Coordinate annotation records
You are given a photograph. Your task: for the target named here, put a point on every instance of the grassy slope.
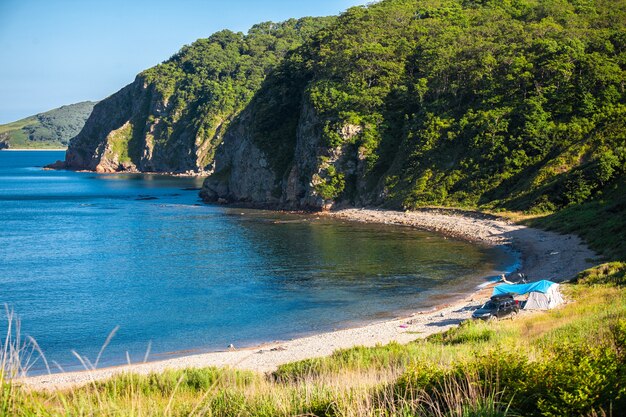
(50, 130)
(16, 136)
(476, 369)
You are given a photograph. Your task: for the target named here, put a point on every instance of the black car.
(497, 307)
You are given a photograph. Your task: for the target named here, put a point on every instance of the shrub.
(613, 273)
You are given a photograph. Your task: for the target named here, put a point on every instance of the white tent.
(542, 295)
(544, 301)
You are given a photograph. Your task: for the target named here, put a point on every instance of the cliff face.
(51, 129)
(129, 132)
(243, 173)
(407, 104)
(519, 105)
(173, 116)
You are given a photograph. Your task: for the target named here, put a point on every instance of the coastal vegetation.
(50, 130)
(493, 105)
(569, 361)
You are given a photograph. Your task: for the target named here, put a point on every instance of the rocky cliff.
(51, 129)
(173, 116)
(517, 105)
(412, 103)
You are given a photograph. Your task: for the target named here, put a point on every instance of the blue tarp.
(539, 286)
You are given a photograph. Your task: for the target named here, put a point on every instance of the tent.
(542, 295)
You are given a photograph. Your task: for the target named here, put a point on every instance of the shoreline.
(33, 150)
(543, 255)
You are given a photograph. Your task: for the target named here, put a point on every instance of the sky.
(56, 52)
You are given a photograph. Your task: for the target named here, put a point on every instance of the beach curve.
(544, 255)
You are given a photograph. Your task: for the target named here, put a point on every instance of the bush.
(613, 273)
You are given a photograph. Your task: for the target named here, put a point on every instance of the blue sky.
(55, 52)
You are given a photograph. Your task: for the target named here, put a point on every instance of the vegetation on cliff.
(518, 105)
(52, 129)
(570, 361)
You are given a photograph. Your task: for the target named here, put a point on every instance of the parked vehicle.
(497, 307)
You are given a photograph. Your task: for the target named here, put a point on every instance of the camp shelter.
(542, 295)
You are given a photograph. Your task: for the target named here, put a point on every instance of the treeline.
(512, 104)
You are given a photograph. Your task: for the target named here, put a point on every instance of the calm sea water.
(82, 253)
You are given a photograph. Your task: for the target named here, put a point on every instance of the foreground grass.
(571, 361)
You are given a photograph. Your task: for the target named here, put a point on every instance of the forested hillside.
(52, 129)
(498, 104)
(175, 114)
(402, 103)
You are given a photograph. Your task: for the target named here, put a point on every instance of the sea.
(102, 269)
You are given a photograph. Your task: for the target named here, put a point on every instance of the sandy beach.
(545, 255)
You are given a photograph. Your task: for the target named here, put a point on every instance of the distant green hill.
(52, 129)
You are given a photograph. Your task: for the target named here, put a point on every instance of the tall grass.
(570, 361)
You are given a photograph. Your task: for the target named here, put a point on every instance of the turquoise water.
(81, 254)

**Your goal:**
Pictures are excluded; repeat every record exactly.

**Response to the exercise:**
You are given a photograph. Your task: for the target named here, put a point on every instance of the grassy slope.
(50, 130)
(16, 136)
(476, 369)
You are given a photograph. Your task: for the target named here, put a point on every instance of the black car.
(497, 307)
You are given a photograph. Your task: for the target named here, put a point on every instance of the shrub.
(613, 273)
You are given a photograph. Your task: for the target named here, put a point on every instance of the white tent.
(542, 295)
(544, 301)
You are given a photograph. Your task: for the target named here, put a point on every instance of the cliff face.
(51, 129)
(129, 132)
(243, 173)
(407, 104)
(519, 105)
(173, 116)
You are given a photograph. Your task: for the target named here, put a point on every instance of the coastal vegetation.
(50, 130)
(493, 105)
(569, 361)
You are given a photograph. Your task: for the target named here, put a point on every instance of the rocky cliff.
(51, 129)
(173, 116)
(517, 105)
(412, 103)
You are given a photograph. Your task: for the target named here, put a point on every instance of the blue tarp.
(539, 286)
You are given a photograph. Your task: for the target named here, put a point on every instance of the tent.
(542, 295)
You are given a photograph. Your task: for the target named here, put a point on every instance of the shoreline.
(33, 150)
(543, 255)
You are given a photograph. Your task: for the target named here, put a point on every instance of the sky.
(56, 52)
You are given a photograph. Your task: for the target named here, put a point on every instance of the beach curve.
(544, 255)
You are given a photograph. Your task: for the target named here, put a point on every instance of the bush.
(613, 273)
You are given a photograph. Your task: for the target named here, put a point on every instance of the blue sky.
(55, 52)
You are given a photograph. Your task: for the target named here, put a point on every instance of the vegetation on cliff.
(518, 105)
(52, 129)
(570, 361)
You are given a photograph. Your task: for the target named here, put a point on every instance of the parked vehicle.
(497, 307)
You are given a photograph. Your task: for the target named here, put a point on every instance of the camp shelter.
(542, 295)
You are given a photograph. Your task: for the target named here, put a point on every instance of the treeline.
(512, 104)
You are given a photograph. Your task: for the target named here, put a point on every instance of the calm sea water.
(82, 253)
You are given a photograph. Your task: for the target named here, put a point on every instance of the foreground grass.
(571, 361)
You are given a photograph. Your task: for the target named here, put a point on every instance of the forested hillside.
(52, 129)
(498, 104)
(175, 114)
(402, 103)
You are given a photograph. Your task: for the target named here, put a point on every instance of the sea.
(102, 269)
You are given a photograph. Your task: for the target named here, put a point on every instance of the sandy beach.
(545, 255)
You are given a photograph. Your task: for the target named here, put a point on every instance of the distant green hill.
(52, 129)
You are given a photograph. Your task: for the target named here, put a point on every instance of the tall grass.
(570, 361)
You are given a photograph. Your task: for the target named here, put a point on every instance of the turquoise water.
(81, 254)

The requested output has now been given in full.